* Exercise
Reproduce every line of the records below without any change, leaving out the pictures.

(Boundary annotation data for images)
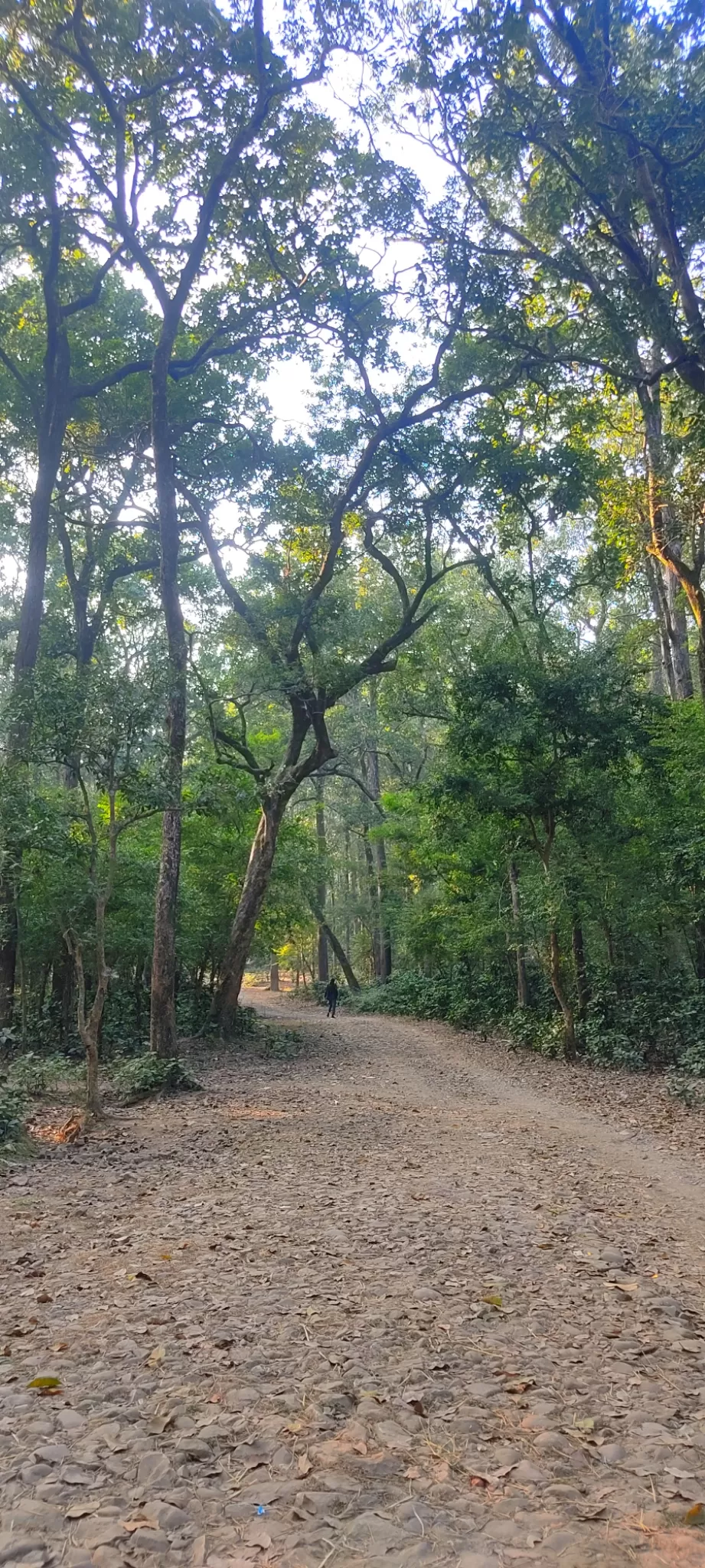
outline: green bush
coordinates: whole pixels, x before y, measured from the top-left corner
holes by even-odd
[[[113,1087],[118,1099],[124,1105],[135,1105],[150,1094],[163,1094],[177,1090],[199,1090],[201,1083],[186,1073],[182,1062],[164,1060],[146,1052],[141,1057],[128,1057],[113,1068]]]
[[[564,1027],[559,1013],[534,1013],[528,1007],[517,1007],[504,1019],[512,1044],[537,1051],[542,1057],[559,1057],[564,1049]]]
[[[83,1079],[83,1063],[69,1062],[67,1057],[42,1057],[28,1051],[8,1068],[8,1085],[24,1094],[47,1094],[58,1090],[61,1083],[75,1083]]]
[[[0,1083],[0,1148],[13,1148],[22,1137],[27,1096],[8,1083]]]

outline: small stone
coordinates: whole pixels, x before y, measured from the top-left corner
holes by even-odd
[[[531,1460],[520,1460],[515,1471],[512,1472],[512,1480],[528,1480],[534,1486],[542,1486],[548,1477],[537,1465],[531,1465]]]
[[[125,1568],[125,1559],[122,1552],[116,1552],[114,1546],[99,1546],[91,1562],[96,1563],[96,1568]]]
[[[113,1541],[127,1541],[119,1519],[81,1519],[75,1530],[78,1546],[86,1546],[94,1552],[97,1546],[111,1546]]]
[[[484,1527],[484,1535],[487,1535],[490,1541],[500,1541],[501,1546],[526,1544],[525,1537],[514,1519],[490,1519],[490,1523]]]
[[[38,1480],[44,1480],[50,1474],[49,1465],[24,1465],[20,1480],[24,1480],[25,1486],[34,1486]]]
[[[562,1432],[539,1432],[534,1446],[539,1452],[570,1454],[570,1443]]]
[[[63,1465],[69,1458],[69,1449],[66,1443],[45,1443],[44,1447],[34,1449],[34,1457],[44,1460],[44,1465]]]
[[[183,1508],[175,1508],[172,1502],[161,1502],[160,1497],[146,1502],[143,1513],[146,1519],[154,1519],[161,1530],[183,1530],[190,1523]]]
[[[555,1530],[553,1535],[547,1535],[542,1543],[544,1552],[566,1552],[569,1546],[577,1544],[578,1537],[572,1530]]]
[[[52,1535],[63,1530],[64,1516],[50,1502],[42,1502],[39,1497],[17,1497],[13,1504],[13,1524],[45,1530],[47,1535]]]
[[[177,1454],[185,1454],[190,1460],[212,1460],[213,1450],[201,1438],[179,1438]]]
[[[85,1416],[80,1416],[77,1410],[56,1411],[56,1421],[64,1432],[83,1432],[86,1425]]]
[[[130,1546],[139,1552],[168,1552],[169,1537],[163,1530],[133,1530]]]
[[[138,1465],[138,1486],[158,1486],[171,1480],[172,1474],[166,1454],[143,1454]]]

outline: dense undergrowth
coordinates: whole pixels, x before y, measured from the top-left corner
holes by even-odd
[[[472,986],[467,971],[456,967],[432,978],[406,971],[385,985],[342,993],[354,1013],[387,1013],[421,1019],[442,1019],[459,1029],[497,1029],[515,1046],[562,1052],[562,1021],[551,1005],[548,986],[534,983],[536,1005],[511,1005],[508,988],[495,982]],[[638,988],[617,989],[595,983],[584,1014],[578,1021],[578,1051],[598,1066],[631,1071],[667,1069],[705,1079],[703,996],[696,986],[656,985],[641,978]]]
[[[118,1007],[113,1025],[121,1016]],[[124,1007],[130,1011],[130,1000]],[[208,1021],[210,997],[204,991],[201,996],[183,993],[180,999],[180,1022],[186,1025],[183,1038],[191,1038],[196,1046],[208,1054],[215,1044],[216,1029]],[[188,1024],[201,1024],[199,1029],[188,1029]],[[183,1060],[160,1058],[154,1055],[144,1041],[128,1032],[122,1038],[122,1049],[116,1044],[118,1029],[107,1030],[108,1040],[102,1043],[100,1083],[107,1109],[113,1105],[133,1105],[155,1094],[174,1094],[201,1090],[202,1085],[191,1074]],[[113,1038],[111,1038],[113,1036]],[[33,1047],[27,1049],[16,1040],[11,1030],[5,1030],[3,1058],[0,1060],[0,1157],[28,1149],[28,1124],[33,1116],[47,1105],[61,1112],[74,1109],[83,1102],[85,1060],[78,1036],[69,1032],[64,1049],[50,1046],[50,1019],[42,1021],[42,1027],[33,1035]],[[237,1029],[232,1049],[243,1049],[246,1044],[263,1051],[273,1060],[288,1058],[299,1049],[301,1036],[293,1029],[260,1019],[254,1008],[241,1007],[237,1014]]]

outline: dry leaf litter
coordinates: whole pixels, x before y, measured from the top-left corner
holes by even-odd
[[[702,1116],[257,1005],[9,1170],[0,1568],[705,1568]]]

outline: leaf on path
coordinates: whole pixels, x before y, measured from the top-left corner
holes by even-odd
[[[271,1546],[271,1535],[265,1530],[263,1524],[251,1524],[244,1532],[246,1546],[258,1546],[260,1551],[266,1552]]]
[[[171,1410],[168,1416],[152,1416],[152,1421],[147,1425],[149,1435],[160,1438],[161,1433],[166,1432],[168,1427],[171,1427],[174,1416],[175,1410]]]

* Output below
outline: green bush
coordinates: whole pixels, x before y, measured from the top-left corner
holes by even-odd
[[[113,1087],[118,1099],[124,1105],[135,1105],[150,1094],[163,1094],[177,1090],[199,1090],[201,1083],[186,1073],[182,1062],[164,1060],[146,1052],[141,1057],[128,1057],[113,1068]]]
[[[564,1027],[559,1013],[534,1013],[528,1007],[517,1007],[504,1019],[512,1044],[537,1051],[542,1057],[559,1057],[564,1049]]]
[[[83,1079],[83,1063],[69,1062],[67,1057],[42,1057],[28,1051],[8,1068],[8,1085],[24,1094],[47,1094],[58,1090],[61,1083],[75,1083]]]
[[[0,1083],[0,1148],[13,1148],[22,1137],[27,1096],[8,1083]]]

outline: small stone
coordinates: whole pixels, x before y, measured from the top-left corner
holes by even-odd
[[[531,1460],[520,1460],[515,1471],[512,1472],[512,1480],[528,1480],[534,1486],[542,1486],[548,1477],[537,1465],[531,1465]]]
[[[125,1568],[125,1559],[122,1552],[116,1552],[114,1546],[99,1546],[91,1562],[96,1563],[96,1568]]]
[[[113,1541],[127,1541],[119,1519],[81,1519],[75,1530],[78,1546],[86,1546],[94,1552],[97,1546],[111,1546]]]
[[[484,1527],[484,1535],[487,1535],[490,1541],[500,1541],[501,1546],[526,1544],[525,1537],[514,1519],[490,1519],[490,1523]]]
[[[38,1480],[44,1480],[50,1474],[49,1465],[24,1465],[20,1480],[24,1480],[25,1486],[34,1486]]]
[[[562,1432],[539,1432],[534,1446],[539,1452],[570,1454],[570,1443]]]
[[[63,1465],[69,1458],[69,1449],[66,1443],[45,1443],[44,1447],[34,1449],[34,1457],[44,1460],[44,1465]]]
[[[183,1508],[175,1508],[172,1502],[161,1502],[160,1497],[146,1502],[143,1513],[146,1519],[154,1519],[161,1530],[183,1530],[190,1523]]]
[[[555,1530],[553,1535],[547,1535],[542,1543],[544,1552],[566,1552],[569,1546],[577,1544],[578,1537],[572,1530]]]
[[[52,1535],[63,1530],[64,1516],[50,1502],[42,1502],[39,1497],[17,1497],[13,1504],[13,1524],[45,1530],[47,1535]]]
[[[177,1454],[185,1454],[190,1460],[212,1460],[213,1450],[201,1438],[179,1438]]]
[[[85,1416],[80,1416],[77,1410],[56,1411],[56,1421],[64,1432],[83,1432],[86,1425]]]
[[[130,1546],[139,1552],[168,1552],[169,1537],[163,1530],[133,1530]]]
[[[138,1465],[138,1486],[158,1486],[171,1480],[172,1474],[166,1454],[143,1454]]]

outline: dense undergrowth
coordinates: whole pixels, x before y, measured from the top-left corner
holes by even-odd
[[[472,986],[467,971],[456,967],[432,978],[406,971],[385,985],[342,993],[354,1013],[387,1013],[421,1019],[442,1019],[459,1029],[497,1029],[515,1046],[562,1052],[562,1021],[551,1005],[548,986],[534,983],[536,1005],[511,1005],[508,988],[495,982]],[[638,988],[617,989],[595,983],[584,1014],[578,1021],[578,1051],[598,1066],[631,1071],[667,1069],[705,1079],[703,996],[696,986],[656,985],[641,978]]]
[[[118,1007],[113,1025],[121,1016]],[[124,1007],[130,1011],[130,1000]],[[208,1021],[210,997],[204,991],[201,996],[183,993],[180,999],[180,1022],[186,1025],[183,1038],[191,1038],[196,1046],[208,1054],[215,1044],[216,1029]],[[188,1024],[201,1024],[199,1029],[188,1029]],[[183,1060],[160,1058],[154,1055],[144,1041],[128,1032],[122,1038],[122,1049],[116,1044],[118,1029],[107,1030],[108,1040],[102,1043],[100,1083],[107,1109],[113,1105],[133,1105],[155,1094],[174,1094],[201,1090],[202,1085],[191,1074]],[[113,1038],[111,1038],[113,1036]],[[33,1047],[27,1049],[16,1040],[11,1030],[5,1030],[3,1058],[0,1060],[0,1157],[28,1149],[28,1124],[33,1116],[47,1105],[61,1112],[74,1109],[83,1102],[85,1060],[78,1036],[69,1032],[64,1049],[50,1046],[50,1019],[42,1021],[42,1027],[33,1035]],[[237,1029],[232,1049],[243,1049],[246,1044],[263,1051],[273,1060],[288,1058],[299,1049],[301,1036],[293,1029],[260,1019],[254,1008],[241,1007],[237,1014]]]

outline: dry leaf litter
coordinates: whole pixels, x before y, measured from the top-left corner
holes by even-odd
[[[702,1116],[257,1005],[9,1170],[0,1568],[705,1568]]]

outline: leaf on path
coordinates: whole pixels, x before y, measured from the top-left corner
holes by even-odd
[[[271,1546],[271,1535],[265,1530],[263,1524],[251,1524],[244,1532],[246,1546],[258,1546],[260,1551],[266,1552]]]
[[[171,1410],[168,1416],[152,1416],[152,1421],[147,1425],[149,1435],[160,1438],[161,1433],[166,1432],[168,1427],[171,1427],[174,1416],[175,1410]]]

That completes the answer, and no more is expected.